REQUIRED TASK: Write down each entry again, exactly as it reads.

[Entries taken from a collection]

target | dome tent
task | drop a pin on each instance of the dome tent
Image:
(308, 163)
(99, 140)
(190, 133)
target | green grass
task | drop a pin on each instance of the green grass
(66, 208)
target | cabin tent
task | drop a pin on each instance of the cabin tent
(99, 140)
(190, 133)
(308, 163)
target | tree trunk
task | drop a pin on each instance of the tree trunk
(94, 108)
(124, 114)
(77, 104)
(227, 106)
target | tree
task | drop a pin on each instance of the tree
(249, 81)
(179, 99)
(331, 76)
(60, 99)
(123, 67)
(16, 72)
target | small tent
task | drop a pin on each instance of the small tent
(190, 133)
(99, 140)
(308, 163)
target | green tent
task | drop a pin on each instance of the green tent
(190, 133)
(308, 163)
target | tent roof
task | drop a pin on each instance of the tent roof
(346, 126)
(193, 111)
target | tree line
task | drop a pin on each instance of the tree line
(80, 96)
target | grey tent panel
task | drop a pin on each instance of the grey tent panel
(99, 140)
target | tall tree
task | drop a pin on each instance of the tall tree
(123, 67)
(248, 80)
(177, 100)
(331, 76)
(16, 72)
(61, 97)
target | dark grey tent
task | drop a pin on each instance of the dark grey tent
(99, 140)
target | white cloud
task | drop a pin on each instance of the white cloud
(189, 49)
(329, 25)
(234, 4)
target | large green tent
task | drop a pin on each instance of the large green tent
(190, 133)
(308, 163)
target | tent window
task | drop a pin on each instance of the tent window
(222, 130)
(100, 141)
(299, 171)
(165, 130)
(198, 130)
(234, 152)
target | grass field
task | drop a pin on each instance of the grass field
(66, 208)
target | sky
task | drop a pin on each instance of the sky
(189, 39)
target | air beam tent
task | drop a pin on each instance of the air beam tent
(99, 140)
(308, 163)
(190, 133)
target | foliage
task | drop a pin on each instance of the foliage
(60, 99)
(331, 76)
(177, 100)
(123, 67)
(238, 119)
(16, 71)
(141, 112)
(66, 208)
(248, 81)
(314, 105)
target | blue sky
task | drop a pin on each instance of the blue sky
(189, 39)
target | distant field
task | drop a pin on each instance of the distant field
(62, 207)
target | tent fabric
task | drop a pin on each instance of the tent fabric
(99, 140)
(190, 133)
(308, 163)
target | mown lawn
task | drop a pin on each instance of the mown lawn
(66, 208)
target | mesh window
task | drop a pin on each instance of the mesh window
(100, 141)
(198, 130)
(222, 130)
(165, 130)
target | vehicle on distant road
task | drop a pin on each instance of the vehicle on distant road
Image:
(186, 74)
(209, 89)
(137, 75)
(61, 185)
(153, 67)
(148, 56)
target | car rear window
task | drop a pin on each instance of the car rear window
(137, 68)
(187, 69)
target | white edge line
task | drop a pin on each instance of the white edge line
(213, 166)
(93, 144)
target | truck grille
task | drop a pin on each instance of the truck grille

TASK OUTPUT:
target | dome tent
task | drop a pin on each instance of the dome tent
Image:
(308, 163)
(99, 140)
(190, 133)
target | green grass
task | drop a pin on each instance of the green grass
(66, 208)
target | cabin tent
task | drop a pin on each instance of the cabin tent
(99, 140)
(190, 133)
(308, 163)
target | tree trunk
task | drop a pin on each instance of the tree trunk
(94, 108)
(124, 114)
(77, 104)
(227, 106)
target | tree
task | drop a pin on each instance of the tree
(249, 81)
(179, 99)
(331, 76)
(60, 99)
(123, 67)
(16, 72)
target | small tent
task | drop a pin on each instance of the small tent
(190, 133)
(99, 140)
(308, 163)
target | green tent
task | drop a pin on each instance of the green tent
(190, 133)
(308, 163)
target | tent roof
task | drop a pin on each instance of the tent roof
(346, 126)
(193, 111)
target | tree line
task | drop a pin on each instance of the tree line
(80, 96)
target | grey tent panel
task | drop a pin on each instance of the grey tent panel
(99, 140)
target | tall tree
task | drop a pin on each instance of the tall tree
(123, 67)
(248, 80)
(177, 100)
(331, 76)
(16, 72)
(61, 97)
target | dark grey tent
task | drop a pin on each instance of the dark grey tent
(99, 140)
target | white cloud
task | drop a pin on each instance of the white cloud
(189, 49)
(329, 25)
(234, 4)
target | large green tent
task | drop a pin on each instance of the large green tent
(190, 133)
(308, 163)
target | tent window
task | drop a pin on each instance of the tent window
(222, 130)
(100, 141)
(299, 171)
(165, 130)
(198, 130)
(234, 152)
target | grass field
task | drop a pin on each instance of the grass field
(66, 208)
target | sky
task | drop a pin on each instance of the sky
(189, 39)
target | air beam tent
task | drop a pin on each instance of the air beam tent
(99, 140)
(308, 163)
(190, 133)
target | foliage
task | drop a pin on each instance of the foliage
(60, 99)
(331, 76)
(177, 100)
(123, 67)
(238, 119)
(16, 71)
(141, 112)
(66, 208)
(248, 81)
(314, 105)
target | blue sky
task | drop a pin on each instance of the blue sky
(189, 39)
target | distant field
task | drop a pin on each instance of the distant field
(62, 207)
target | tent fabric
task | drop a pin on each instance of the tent fabric
(99, 140)
(190, 133)
(308, 163)
target | mown lawn
task | drop a pin on each instance of the mown lawn
(66, 208)
target | mesh window
task | drop a pin on each instance of the mesh window
(100, 141)
(198, 130)
(222, 130)
(165, 130)
target | vehicle on distant road
task | drop a pin on each instance of the vehicle on distant road
Image:
(186, 74)
(209, 89)
(137, 75)
(61, 185)
(153, 67)
(148, 56)
target | car rear window
task | drop a pin on each instance of the car rear window
(137, 68)
(187, 69)
target | white edge line
task | drop a pin on each instance of the white edge line
(213, 166)
(93, 144)
target | truck grille
task | drop a pin on each instance of the truck grille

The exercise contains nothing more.